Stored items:
━━━━━━━━━━

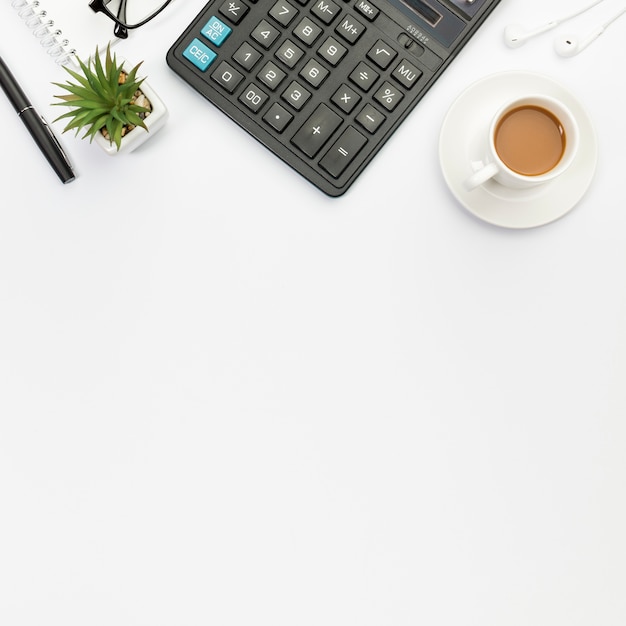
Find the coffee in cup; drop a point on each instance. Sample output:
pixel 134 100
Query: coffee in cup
pixel 531 140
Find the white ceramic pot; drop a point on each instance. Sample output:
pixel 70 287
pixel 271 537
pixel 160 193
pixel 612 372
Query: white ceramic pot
pixel 138 135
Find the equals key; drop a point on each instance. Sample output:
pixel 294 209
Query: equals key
pixel 343 151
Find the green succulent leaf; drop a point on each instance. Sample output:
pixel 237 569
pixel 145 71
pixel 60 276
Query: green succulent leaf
pixel 102 96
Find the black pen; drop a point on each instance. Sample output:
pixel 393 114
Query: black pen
pixel 37 126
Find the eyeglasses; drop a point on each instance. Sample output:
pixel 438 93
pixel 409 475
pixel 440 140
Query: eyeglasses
pixel 128 14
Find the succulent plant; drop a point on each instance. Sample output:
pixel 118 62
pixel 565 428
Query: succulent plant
pixel 103 99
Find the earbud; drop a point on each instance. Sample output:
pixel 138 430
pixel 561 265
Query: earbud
pixel 570 45
pixel 516 35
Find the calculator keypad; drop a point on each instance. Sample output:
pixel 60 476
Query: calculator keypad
pixel 323 83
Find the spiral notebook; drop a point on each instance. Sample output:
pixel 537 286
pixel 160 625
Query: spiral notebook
pixel 65 29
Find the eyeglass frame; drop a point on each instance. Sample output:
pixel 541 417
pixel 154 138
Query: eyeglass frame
pixel 121 26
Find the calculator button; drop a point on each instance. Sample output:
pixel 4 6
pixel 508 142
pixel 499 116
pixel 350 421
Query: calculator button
pixel 345 98
pixel 234 10
pixel 364 76
pixel 265 34
pixel 199 54
pixel 406 74
pixel 246 56
pixel 277 117
pixel 326 10
pixel 316 131
pixel 382 54
pixel 314 73
pixel 216 31
pixel 307 31
pixel 296 95
pixel 289 53
pixel 227 76
pixel 343 151
pixel 332 51
pixel 369 11
pixel 370 118
pixel 253 98
pixel 283 12
pixel 350 29
pixel 271 75
pixel 388 96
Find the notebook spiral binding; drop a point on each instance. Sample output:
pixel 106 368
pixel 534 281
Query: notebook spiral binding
pixel 50 38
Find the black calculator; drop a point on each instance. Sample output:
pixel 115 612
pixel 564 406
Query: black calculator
pixel 322 83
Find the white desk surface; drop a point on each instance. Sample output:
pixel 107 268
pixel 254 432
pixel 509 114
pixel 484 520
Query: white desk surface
pixel 229 399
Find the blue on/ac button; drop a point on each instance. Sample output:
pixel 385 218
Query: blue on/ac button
pixel 199 54
pixel 216 31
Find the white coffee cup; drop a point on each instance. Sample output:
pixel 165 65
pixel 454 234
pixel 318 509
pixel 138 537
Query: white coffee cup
pixel 523 148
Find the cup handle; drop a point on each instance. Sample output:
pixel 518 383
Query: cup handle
pixel 481 176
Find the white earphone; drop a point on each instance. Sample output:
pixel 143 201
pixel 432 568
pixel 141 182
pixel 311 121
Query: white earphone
pixel 516 35
pixel 570 45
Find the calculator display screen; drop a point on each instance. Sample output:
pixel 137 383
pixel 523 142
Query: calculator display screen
pixel 431 18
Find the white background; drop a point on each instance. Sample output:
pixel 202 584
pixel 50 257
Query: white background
pixel 227 399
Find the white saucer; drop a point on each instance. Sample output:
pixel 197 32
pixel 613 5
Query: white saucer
pixel 462 141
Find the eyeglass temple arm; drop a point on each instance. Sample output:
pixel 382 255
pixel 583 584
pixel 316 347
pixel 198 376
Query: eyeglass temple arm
pixel 121 31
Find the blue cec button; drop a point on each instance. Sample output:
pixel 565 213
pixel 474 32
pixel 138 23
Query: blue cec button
pixel 216 31
pixel 199 54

━━━━━━━━━━

Repeat all of the records above word for word, leaving the pictures out.

◆ **Written answer**
Find the coffee in cup; drop a point on each instance. Sample output:
pixel 134 100
Query: coffee in cup
pixel 531 140
Find the white ceramic pot; drop a point on each instance. Sample output:
pixel 70 287
pixel 271 537
pixel 160 193
pixel 612 372
Query: white ceramic pot
pixel 138 135
Find the equals key; drop a point on each instance. Sample output:
pixel 294 209
Query: equals key
pixel 343 151
Find the green succulent leaf; drop a point on each instance. Sample output:
pixel 237 569
pixel 145 71
pixel 60 276
Query: green succulent leaf
pixel 102 96
Find the black pen; drop a point on each instance. Sample output:
pixel 393 114
Query: black pen
pixel 37 126
Find the eyeglasses; drop a point on each instance. Sample output:
pixel 438 93
pixel 409 475
pixel 440 140
Query: eyeglasses
pixel 128 14
Find the succulent plant; drop a point on each instance. Sample output:
pixel 118 62
pixel 565 428
Query: succulent plant
pixel 103 99
Find the earbud; drop a point on each instance. Sample output:
pixel 138 430
pixel 561 265
Query: earbud
pixel 570 45
pixel 516 35
Find the calculator keypad; drop a point on each instance. Sample output:
pixel 60 476
Query: calculator keypad
pixel 323 83
Find the spiral notebook; drop a point on each instance. Sample output:
pixel 537 286
pixel 160 625
Query: spiral notebook
pixel 65 29
Find the eyeglass frame; drop a point on each instance. Sample output:
pixel 541 417
pixel 154 138
Query: eyeglass frame
pixel 121 26
Find the calculator button; drop a point on each instance. Sample output:
pixel 4 6
pixel 508 142
pixel 499 116
pixel 350 421
Query: calculator button
pixel 345 98
pixel 234 10
pixel 364 76
pixel 265 34
pixel 199 54
pixel 406 74
pixel 246 56
pixel 277 117
pixel 326 10
pixel 316 131
pixel 382 54
pixel 314 73
pixel 216 31
pixel 307 31
pixel 296 95
pixel 289 53
pixel 227 76
pixel 343 151
pixel 332 51
pixel 369 11
pixel 370 118
pixel 253 98
pixel 283 12
pixel 350 29
pixel 271 75
pixel 388 96
Find the notebook spiral binding; drop a point on each instance. Sample output:
pixel 106 368
pixel 534 281
Query: notebook spiral binding
pixel 50 38
Find the black calculator; drop a point on each instance. Sample output:
pixel 115 612
pixel 564 406
Query: black calculator
pixel 322 83
Find the white desk surface; drop a point on each instance. Sample output:
pixel 107 268
pixel 254 432
pixel 509 114
pixel 484 520
Query: white desk surface
pixel 229 399
Find the blue on/ac button; drop a point on each instance. Sample output:
pixel 385 218
Query: blue on/ac button
pixel 199 54
pixel 216 31
Find the white coffee cup; drop a point on each instance. Sample output:
pixel 165 65
pixel 454 234
pixel 318 509
pixel 138 537
Query: white coffee cup
pixel 523 148
Find the cup handle; drop a point on each instance. Sample output:
pixel 518 383
Query: cup handle
pixel 481 176
Find the white earphone; drop a point on each instance. Sample output:
pixel 143 201
pixel 432 568
pixel 141 182
pixel 311 121
Query: white earphone
pixel 516 35
pixel 570 45
Find the calculator display screen; drop a point on each instance. Sample output:
pixel 137 383
pixel 523 142
Query: calculator display screen
pixel 431 18
Find the white background; drop a point on each instance. Sample output:
pixel 202 584
pixel 50 257
Query: white background
pixel 227 399
Find the white saucer; drop a point on each instance. Sample output:
pixel 197 32
pixel 613 5
Query: white saucer
pixel 462 141
Find the eyeglass temple arm; drop a point on each instance. Sample output:
pixel 382 255
pixel 583 584
pixel 316 347
pixel 198 376
Query: eyeglass temple arm
pixel 121 31
Find the blue cec button; drop a point on each instance. Sample output:
pixel 565 213
pixel 474 32
pixel 138 23
Query: blue cec button
pixel 216 31
pixel 199 54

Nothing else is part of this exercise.